▶ PROBLEM REQUIREMENTS:
Each entry must be copied exactly, without omission.

▶ RAW DATA:
= = = = = = =

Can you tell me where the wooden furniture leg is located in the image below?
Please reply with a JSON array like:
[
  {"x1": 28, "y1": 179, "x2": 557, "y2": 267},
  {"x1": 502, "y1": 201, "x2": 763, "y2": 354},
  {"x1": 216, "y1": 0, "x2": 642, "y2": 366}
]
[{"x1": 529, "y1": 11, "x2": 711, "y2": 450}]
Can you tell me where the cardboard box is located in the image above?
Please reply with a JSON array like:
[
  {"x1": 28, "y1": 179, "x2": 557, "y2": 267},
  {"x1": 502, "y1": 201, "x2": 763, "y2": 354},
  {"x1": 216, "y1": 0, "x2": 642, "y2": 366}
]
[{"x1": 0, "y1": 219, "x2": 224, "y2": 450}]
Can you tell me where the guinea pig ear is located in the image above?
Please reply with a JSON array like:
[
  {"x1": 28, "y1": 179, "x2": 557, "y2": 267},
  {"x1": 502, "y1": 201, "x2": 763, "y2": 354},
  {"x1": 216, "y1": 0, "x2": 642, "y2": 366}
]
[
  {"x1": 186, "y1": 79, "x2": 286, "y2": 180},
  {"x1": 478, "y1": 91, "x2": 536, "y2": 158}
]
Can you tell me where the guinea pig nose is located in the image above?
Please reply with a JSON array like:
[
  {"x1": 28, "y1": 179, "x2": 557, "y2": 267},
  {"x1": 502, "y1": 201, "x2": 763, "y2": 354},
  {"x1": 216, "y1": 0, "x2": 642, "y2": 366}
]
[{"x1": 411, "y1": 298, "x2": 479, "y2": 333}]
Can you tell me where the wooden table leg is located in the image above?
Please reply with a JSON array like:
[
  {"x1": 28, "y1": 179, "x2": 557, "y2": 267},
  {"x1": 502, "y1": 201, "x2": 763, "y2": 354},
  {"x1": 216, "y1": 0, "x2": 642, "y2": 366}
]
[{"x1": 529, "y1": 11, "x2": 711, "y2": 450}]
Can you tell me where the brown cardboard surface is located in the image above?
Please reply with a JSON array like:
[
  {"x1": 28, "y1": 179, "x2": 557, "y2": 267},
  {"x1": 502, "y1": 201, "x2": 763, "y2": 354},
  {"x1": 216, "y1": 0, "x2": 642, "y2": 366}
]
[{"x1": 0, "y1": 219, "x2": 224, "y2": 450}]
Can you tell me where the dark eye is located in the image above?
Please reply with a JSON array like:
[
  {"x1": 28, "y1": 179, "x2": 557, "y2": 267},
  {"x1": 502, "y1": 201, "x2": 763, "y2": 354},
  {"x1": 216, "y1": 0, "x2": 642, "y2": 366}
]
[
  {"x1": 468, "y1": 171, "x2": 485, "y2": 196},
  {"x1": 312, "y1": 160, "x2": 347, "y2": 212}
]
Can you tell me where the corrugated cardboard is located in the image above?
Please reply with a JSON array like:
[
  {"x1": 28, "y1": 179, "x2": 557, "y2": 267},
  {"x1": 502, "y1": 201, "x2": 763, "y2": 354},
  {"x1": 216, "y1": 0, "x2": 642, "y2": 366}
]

= = = = = = =

▶ EXPECTED ANSWER:
Can you tell me where the wooden furniture leg is located in the image below?
Please reply with a JSON array like:
[
  {"x1": 28, "y1": 179, "x2": 557, "y2": 267},
  {"x1": 502, "y1": 201, "x2": 763, "y2": 354},
  {"x1": 216, "y1": 0, "x2": 642, "y2": 366}
]
[{"x1": 529, "y1": 11, "x2": 711, "y2": 450}]
Can you tell me where the cardboard box is located in the image above?
Please reply with a JSON array like:
[
  {"x1": 28, "y1": 179, "x2": 557, "y2": 267},
  {"x1": 502, "y1": 201, "x2": 763, "y2": 354},
  {"x1": 216, "y1": 0, "x2": 642, "y2": 366}
]
[{"x1": 0, "y1": 219, "x2": 224, "y2": 450}]
Can you tell me where the guinea pig ear is located in the image above?
Please reply with a JSON array like:
[
  {"x1": 28, "y1": 179, "x2": 557, "y2": 267},
  {"x1": 502, "y1": 201, "x2": 763, "y2": 354},
  {"x1": 216, "y1": 0, "x2": 642, "y2": 366}
]
[
  {"x1": 186, "y1": 79, "x2": 286, "y2": 180},
  {"x1": 478, "y1": 91, "x2": 536, "y2": 158}
]
Can you tell me where the guinea pig nose is located in the image above?
Please reply with a JSON array like:
[
  {"x1": 28, "y1": 179, "x2": 557, "y2": 267},
  {"x1": 502, "y1": 201, "x2": 763, "y2": 354},
  {"x1": 216, "y1": 0, "x2": 642, "y2": 366}
]
[{"x1": 411, "y1": 298, "x2": 479, "y2": 333}]
Can you tell me where the wooden table leg is located in the image above?
Please reply with a JSON array like:
[
  {"x1": 28, "y1": 179, "x2": 557, "y2": 267},
  {"x1": 502, "y1": 201, "x2": 763, "y2": 354},
  {"x1": 216, "y1": 0, "x2": 642, "y2": 366}
]
[{"x1": 529, "y1": 11, "x2": 711, "y2": 450}]
Can you tell me where the brown cardboard surface is located in the image above?
Please reply with a JSON array like:
[
  {"x1": 28, "y1": 179, "x2": 557, "y2": 267},
  {"x1": 502, "y1": 201, "x2": 763, "y2": 354},
  {"x1": 216, "y1": 0, "x2": 642, "y2": 366}
]
[{"x1": 0, "y1": 219, "x2": 224, "y2": 450}]
Can you tell me where the dark eye is located in the image above?
Please reply with a JSON array like:
[
  {"x1": 28, "y1": 179, "x2": 557, "y2": 267},
  {"x1": 502, "y1": 201, "x2": 763, "y2": 354},
  {"x1": 216, "y1": 0, "x2": 642, "y2": 366}
]
[
  {"x1": 468, "y1": 171, "x2": 485, "y2": 196},
  {"x1": 312, "y1": 160, "x2": 347, "y2": 212}
]
Can you tell me where the corrugated cardboard is located in the image above?
Please reply with a JSON array like:
[
  {"x1": 28, "y1": 179, "x2": 557, "y2": 267},
  {"x1": 502, "y1": 201, "x2": 763, "y2": 354},
  {"x1": 216, "y1": 0, "x2": 642, "y2": 366}
]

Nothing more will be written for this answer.